Exercise instructions ▸
Collect all lines from the listing that include the string "concrete".
=== Section Start ===
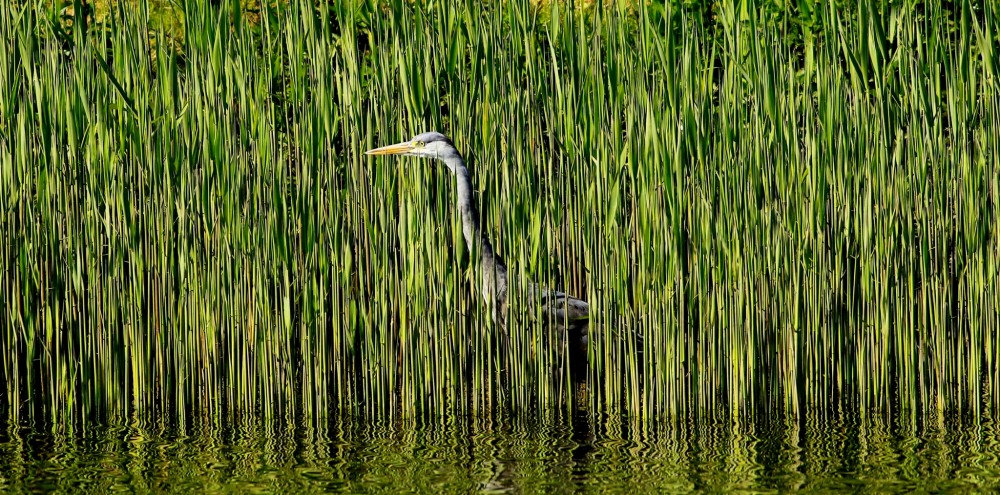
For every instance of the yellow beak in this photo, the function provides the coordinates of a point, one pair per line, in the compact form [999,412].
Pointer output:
[392,149]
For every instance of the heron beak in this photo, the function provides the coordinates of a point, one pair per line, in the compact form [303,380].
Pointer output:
[392,149]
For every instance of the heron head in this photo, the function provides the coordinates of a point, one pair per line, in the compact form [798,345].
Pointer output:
[427,145]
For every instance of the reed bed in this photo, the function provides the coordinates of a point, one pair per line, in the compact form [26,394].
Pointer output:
[769,209]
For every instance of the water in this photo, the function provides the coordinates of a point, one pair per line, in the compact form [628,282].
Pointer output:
[845,453]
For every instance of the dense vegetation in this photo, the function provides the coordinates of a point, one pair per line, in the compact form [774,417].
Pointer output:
[768,208]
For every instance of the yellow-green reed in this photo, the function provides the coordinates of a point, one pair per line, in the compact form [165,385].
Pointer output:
[769,209]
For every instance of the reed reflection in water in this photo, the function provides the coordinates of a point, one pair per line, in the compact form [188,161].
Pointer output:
[580,453]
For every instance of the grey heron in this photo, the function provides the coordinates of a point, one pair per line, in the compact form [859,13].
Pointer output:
[569,314]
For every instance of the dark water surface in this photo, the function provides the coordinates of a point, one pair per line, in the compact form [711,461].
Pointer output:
[845,453]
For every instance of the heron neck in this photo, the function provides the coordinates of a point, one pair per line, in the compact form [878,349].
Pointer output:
[475,239]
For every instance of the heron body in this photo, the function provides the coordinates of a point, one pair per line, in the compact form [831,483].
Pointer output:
[566,312]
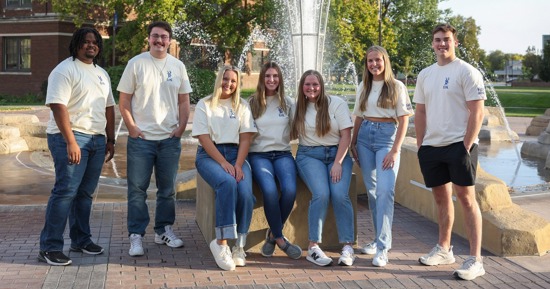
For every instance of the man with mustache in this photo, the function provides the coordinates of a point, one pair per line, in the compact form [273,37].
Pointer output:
[82,112]
[154,103]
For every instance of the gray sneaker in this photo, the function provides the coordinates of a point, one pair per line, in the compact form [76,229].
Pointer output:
[269,245]
[291,250]
[438,256]
[470,269]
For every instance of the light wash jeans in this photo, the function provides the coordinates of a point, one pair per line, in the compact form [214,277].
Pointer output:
[71,196]
[144,155]
[374,141]
[234,201]
[268,169]
[314,164]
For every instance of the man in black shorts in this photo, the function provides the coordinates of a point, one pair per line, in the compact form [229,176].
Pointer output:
[449,99]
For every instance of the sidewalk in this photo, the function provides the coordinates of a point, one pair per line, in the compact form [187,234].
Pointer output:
[193,265]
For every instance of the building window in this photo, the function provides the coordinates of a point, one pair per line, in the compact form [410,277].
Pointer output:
[18,3]
[17,54]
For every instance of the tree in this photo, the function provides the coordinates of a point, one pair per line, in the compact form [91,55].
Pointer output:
[531,63]
[545,63]
[227,22]
[352,27]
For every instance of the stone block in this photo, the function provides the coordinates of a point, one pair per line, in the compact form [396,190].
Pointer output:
[9,132]
[544,138]
[35,143]
[13,145]
[18,118]
[296,227]
[535,149]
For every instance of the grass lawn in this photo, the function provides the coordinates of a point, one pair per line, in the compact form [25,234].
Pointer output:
[521,101]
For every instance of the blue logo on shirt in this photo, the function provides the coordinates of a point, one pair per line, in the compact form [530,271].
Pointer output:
[281,112]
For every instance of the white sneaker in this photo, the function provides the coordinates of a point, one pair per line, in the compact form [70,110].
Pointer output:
[168,238]
[222,255]
[369,248]
[470,269]
[239,256]
[136,246]
[380,259]
[438,256]
[316,256]
[347,256]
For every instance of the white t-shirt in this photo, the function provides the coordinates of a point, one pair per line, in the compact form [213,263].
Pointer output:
[223,123]
[273,127]
[155,85]
[340,119]
[444,90]
[85,89]
[403,106]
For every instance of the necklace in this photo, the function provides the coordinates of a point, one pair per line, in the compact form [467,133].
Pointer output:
[160,70]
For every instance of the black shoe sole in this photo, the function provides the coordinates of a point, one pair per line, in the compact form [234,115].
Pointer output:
[85,251]
[46,260]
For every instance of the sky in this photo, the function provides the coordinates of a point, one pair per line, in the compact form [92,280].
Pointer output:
[506,25]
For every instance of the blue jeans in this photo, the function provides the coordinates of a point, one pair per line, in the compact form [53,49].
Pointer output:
[234,201]
[374,141]
[144,155]
[71,196]
[267,169]
[314,164]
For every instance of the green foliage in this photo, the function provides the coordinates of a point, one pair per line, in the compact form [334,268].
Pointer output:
[202,82]
[531,64]
[27,99]
[545,64]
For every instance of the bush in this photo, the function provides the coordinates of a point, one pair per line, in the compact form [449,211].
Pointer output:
[202,82]
[115,72]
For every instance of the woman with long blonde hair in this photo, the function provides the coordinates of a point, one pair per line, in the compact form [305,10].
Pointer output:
[322,124]
[224,125]
[382,110]
[270,157]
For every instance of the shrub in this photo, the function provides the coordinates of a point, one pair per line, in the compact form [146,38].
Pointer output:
[202,82]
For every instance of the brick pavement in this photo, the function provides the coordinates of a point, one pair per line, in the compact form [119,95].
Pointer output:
[194,266]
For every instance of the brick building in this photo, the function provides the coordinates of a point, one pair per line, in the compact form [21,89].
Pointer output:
[33,40]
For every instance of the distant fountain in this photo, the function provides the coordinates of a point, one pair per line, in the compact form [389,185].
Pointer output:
[308,22]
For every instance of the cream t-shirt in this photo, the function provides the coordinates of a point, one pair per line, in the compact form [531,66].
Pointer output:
[85,89]
[155,85]
[444,90]
[273,126]
[340,119]
[223,123]
[403,106]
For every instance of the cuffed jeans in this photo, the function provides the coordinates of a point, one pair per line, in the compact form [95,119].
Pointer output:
[144,155]
[268,168]
[374,141]
[71,196]
[314,164]
[234,200]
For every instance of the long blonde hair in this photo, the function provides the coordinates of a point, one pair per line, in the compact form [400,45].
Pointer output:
[258,100]
[235,96]
[388,95]
[322,121]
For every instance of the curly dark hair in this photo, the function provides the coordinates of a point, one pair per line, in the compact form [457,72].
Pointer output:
[79,38]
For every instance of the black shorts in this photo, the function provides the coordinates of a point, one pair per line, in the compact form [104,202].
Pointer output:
[452,163]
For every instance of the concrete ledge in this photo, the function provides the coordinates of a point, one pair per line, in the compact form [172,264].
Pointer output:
[296,227]
[507,228]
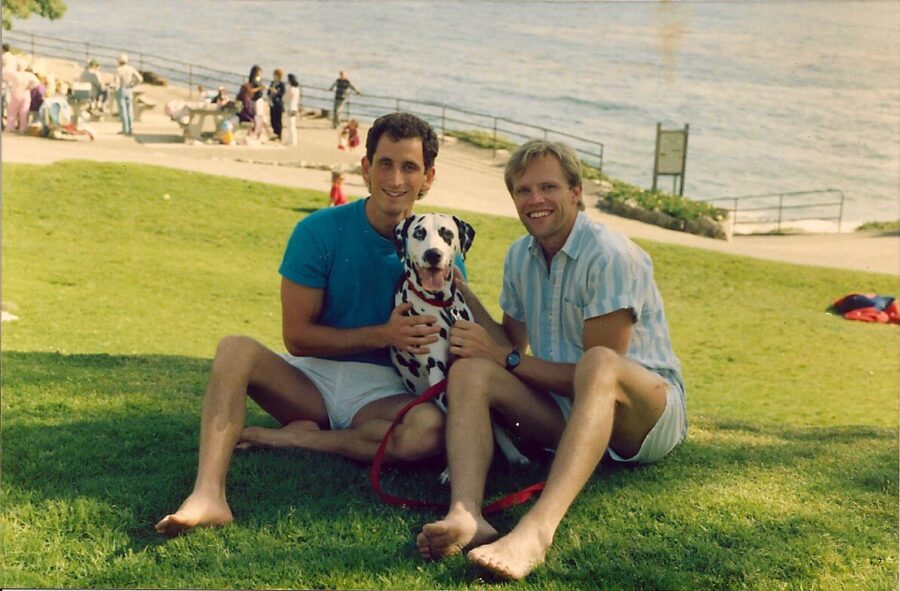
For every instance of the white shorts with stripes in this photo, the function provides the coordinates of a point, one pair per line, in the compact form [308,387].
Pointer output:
[347,386]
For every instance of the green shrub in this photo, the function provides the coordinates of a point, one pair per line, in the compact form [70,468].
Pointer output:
[674,205]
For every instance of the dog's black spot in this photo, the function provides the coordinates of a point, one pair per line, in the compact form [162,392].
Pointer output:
[413,366]
[447,235]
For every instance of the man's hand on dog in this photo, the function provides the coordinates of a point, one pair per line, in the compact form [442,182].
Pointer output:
[469,339]
[411,333]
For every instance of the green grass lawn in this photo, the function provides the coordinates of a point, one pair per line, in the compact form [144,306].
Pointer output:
[788,479]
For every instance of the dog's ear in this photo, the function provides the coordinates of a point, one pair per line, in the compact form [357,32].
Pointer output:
[466,235]
[400,235]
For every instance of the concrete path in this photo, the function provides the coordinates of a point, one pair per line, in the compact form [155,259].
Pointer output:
[467,178]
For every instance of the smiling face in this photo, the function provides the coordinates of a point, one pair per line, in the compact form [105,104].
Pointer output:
[546,204]
[396,177]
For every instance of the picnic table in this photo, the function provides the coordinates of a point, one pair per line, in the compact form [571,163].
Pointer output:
[205,120]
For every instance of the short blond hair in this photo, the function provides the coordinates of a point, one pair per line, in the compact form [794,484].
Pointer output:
[568,161]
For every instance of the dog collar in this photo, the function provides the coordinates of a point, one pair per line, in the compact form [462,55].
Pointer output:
[427,300]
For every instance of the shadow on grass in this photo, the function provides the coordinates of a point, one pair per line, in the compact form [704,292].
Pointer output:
[117,436]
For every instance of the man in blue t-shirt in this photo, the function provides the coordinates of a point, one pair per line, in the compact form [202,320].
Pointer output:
[335,390]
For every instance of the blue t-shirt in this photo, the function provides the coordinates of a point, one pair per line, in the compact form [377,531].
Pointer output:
=== Section End ===
Expected answer ▸
For every instance of the concrete ledge in this photo, the function provides the coordinates of a point, one pair per line, in the compact form [172,264].
For every instance of the concrete path in this photo, the function provides the coordinates of a point, one pair per line, in the compact form [155,259].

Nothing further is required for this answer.